"""

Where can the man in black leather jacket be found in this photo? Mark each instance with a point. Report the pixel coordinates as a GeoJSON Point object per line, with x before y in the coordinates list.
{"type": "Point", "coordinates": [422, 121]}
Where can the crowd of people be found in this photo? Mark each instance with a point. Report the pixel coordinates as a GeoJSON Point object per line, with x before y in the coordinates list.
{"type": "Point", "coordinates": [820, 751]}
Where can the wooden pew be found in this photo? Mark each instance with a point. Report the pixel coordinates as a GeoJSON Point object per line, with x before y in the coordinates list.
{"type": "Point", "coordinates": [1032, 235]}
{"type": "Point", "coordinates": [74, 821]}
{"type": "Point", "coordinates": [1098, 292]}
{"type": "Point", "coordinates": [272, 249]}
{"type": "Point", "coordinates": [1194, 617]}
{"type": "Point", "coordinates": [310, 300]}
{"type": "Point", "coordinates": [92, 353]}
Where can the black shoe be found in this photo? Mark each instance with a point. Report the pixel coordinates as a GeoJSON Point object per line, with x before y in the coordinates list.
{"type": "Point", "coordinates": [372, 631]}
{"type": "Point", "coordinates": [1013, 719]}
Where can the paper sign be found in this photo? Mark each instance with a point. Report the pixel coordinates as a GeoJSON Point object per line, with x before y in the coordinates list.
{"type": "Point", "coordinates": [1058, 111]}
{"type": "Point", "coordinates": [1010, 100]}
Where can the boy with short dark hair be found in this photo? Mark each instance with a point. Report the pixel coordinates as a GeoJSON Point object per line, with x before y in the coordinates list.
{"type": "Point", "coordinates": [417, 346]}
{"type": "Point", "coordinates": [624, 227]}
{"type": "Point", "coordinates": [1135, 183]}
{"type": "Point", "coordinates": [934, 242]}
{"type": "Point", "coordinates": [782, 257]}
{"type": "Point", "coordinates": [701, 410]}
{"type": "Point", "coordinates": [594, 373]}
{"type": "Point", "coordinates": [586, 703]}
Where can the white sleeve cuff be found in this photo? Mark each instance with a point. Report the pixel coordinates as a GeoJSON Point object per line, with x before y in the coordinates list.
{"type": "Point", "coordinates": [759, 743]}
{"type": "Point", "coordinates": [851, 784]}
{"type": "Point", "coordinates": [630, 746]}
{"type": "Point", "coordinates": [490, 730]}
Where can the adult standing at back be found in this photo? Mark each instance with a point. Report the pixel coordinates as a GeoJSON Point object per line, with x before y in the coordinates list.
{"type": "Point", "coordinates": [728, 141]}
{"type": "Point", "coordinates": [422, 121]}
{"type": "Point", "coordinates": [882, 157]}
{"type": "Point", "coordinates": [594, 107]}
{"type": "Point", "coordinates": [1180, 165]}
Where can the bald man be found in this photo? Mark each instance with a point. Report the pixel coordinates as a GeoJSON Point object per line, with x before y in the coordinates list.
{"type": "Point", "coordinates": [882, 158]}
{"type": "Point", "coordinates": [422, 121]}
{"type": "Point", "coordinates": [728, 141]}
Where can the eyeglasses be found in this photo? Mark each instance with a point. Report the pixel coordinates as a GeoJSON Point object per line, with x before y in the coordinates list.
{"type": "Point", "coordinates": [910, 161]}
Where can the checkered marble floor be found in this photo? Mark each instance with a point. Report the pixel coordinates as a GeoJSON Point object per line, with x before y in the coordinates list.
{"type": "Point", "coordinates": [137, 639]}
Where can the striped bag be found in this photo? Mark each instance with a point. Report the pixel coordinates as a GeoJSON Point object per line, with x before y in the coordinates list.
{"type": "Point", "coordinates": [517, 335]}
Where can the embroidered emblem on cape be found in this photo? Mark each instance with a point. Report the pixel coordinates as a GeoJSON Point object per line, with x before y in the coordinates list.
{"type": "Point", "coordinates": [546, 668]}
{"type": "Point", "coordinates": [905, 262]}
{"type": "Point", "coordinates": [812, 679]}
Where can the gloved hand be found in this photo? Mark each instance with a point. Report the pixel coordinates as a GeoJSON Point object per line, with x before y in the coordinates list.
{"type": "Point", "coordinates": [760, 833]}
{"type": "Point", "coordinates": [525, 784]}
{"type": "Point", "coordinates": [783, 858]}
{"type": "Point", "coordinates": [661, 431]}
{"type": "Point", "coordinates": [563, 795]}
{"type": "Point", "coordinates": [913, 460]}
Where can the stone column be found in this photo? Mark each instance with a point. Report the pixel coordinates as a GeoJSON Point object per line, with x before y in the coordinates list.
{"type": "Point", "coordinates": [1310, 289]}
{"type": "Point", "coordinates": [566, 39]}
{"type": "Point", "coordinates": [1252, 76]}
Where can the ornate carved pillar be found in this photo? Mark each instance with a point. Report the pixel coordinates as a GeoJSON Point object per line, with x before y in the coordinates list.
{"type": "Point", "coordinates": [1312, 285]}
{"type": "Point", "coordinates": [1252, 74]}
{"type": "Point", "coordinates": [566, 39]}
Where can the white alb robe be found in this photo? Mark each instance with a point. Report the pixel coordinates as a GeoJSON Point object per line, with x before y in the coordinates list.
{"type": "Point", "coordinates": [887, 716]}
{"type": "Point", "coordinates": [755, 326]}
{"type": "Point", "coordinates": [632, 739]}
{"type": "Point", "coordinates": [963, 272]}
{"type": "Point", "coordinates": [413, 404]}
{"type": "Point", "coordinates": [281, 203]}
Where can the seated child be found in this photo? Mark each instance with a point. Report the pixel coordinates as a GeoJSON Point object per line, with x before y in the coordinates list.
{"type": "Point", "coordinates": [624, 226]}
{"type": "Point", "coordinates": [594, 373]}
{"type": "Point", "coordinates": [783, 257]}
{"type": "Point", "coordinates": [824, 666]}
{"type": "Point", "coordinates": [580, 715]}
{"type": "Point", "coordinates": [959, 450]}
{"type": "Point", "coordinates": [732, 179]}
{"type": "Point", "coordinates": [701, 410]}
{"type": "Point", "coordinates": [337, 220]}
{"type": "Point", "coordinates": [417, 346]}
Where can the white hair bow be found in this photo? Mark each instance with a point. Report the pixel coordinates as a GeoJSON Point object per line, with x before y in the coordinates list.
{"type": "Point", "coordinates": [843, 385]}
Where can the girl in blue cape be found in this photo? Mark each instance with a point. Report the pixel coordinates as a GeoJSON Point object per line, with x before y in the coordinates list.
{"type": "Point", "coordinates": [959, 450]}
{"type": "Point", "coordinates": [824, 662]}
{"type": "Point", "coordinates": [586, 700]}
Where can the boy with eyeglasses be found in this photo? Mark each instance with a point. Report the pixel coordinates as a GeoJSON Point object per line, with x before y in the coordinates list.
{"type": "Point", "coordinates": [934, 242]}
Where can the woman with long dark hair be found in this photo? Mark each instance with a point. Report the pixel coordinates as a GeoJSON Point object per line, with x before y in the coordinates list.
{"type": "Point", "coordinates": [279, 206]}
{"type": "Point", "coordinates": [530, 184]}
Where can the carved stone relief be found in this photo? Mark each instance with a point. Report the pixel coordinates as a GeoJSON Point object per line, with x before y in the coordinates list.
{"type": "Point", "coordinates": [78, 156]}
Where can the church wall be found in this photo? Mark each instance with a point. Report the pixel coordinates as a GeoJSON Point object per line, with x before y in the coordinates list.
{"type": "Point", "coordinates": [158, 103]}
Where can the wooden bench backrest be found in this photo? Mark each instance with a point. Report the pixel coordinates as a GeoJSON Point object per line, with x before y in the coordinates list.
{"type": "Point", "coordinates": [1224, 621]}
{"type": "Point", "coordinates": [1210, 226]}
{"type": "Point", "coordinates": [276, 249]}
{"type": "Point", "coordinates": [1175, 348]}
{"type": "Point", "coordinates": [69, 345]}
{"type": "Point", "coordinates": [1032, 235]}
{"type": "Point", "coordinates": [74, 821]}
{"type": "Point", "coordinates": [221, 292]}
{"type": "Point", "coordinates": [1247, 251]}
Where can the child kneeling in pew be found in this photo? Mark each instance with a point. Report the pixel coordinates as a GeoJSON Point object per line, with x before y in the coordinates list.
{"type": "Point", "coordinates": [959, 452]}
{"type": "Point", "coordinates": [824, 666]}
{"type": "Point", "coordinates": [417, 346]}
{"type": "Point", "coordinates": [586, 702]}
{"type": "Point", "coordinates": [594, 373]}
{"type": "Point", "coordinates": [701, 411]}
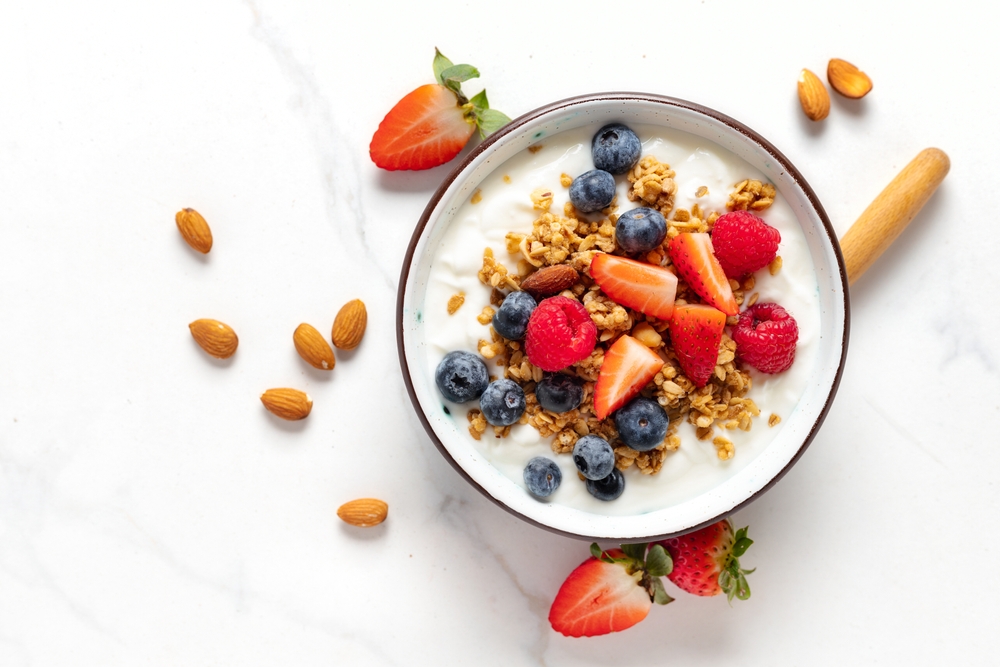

"""

**ACTIVITY**
Output, exactly and without pictures, the span of lines that starts at the line containing "Where can the woman" and ends at the last line above.

**RESULT**
Where can the woman with long dark hair be found in this photo? Mark each instance with a point. Report the pixel coordinates as a GeoJSON Point object per line, with x before y in the coordinates list.
{"type": "Point", "coordinates": [279, 206]}
{"type": "Point", "coordinates": [530, 184]}
Where can the carved stone relief be found in this photo? Mark each instance with a point. Report the pixel coordinates as a GeoJSON Point object per line, with x before y in the coordinates list.
{"type": "Point", "coordinates": [78, 156]}
Where can the church wall be found in this photo? Mark each instance with a point. Report the pixel coordinates as a GeoJSON Point object per line, with x before y in the coordinates list.
{"type": "Point", "coordinates": [158, 103]}
Where can the wooden bench backrest be found in this photo? Mark each instance with a point. Report the pixel coordinates as a GeoJSON Point object per line, with x before y in the coordinates list.
{"type": "Point", "coordinates": [1224, 621]}
{"type": "Point", "coordinates": [1210, 226]}
{"type": "Point", "coordinates": [276, 249]}
{"type": "Point", "coordinates": [1175, 348]}
{"type": "Point", "coordinates": [69, 345]}
{"type": "Point", "coordinates": [1032, 235]}
{"type": "Point", "coordinates": [74, 821]}
{"type": "Point", "coordinates": [221, 292]}
{"type": "Point", "coordinates": [1247, 251]}
Where can the child kneeling in pew be found in this photo? Mark each instance with a point. Report the pixel coordinates as a GeoJSON Point object per line, with x before y in the coordinates list.
{"type": "Point", "coordinates": [959, 452]}
{"type": "Point", "coordinates": [824, 666]}
{"type": "Point", "coordinates": [417, 346]}
{"type": "Point", "coordinates": [586, 702]}
{"type": "Point", "coordinates": [594, 373]}
{"type": "Point", "coordinates": [701, 411]}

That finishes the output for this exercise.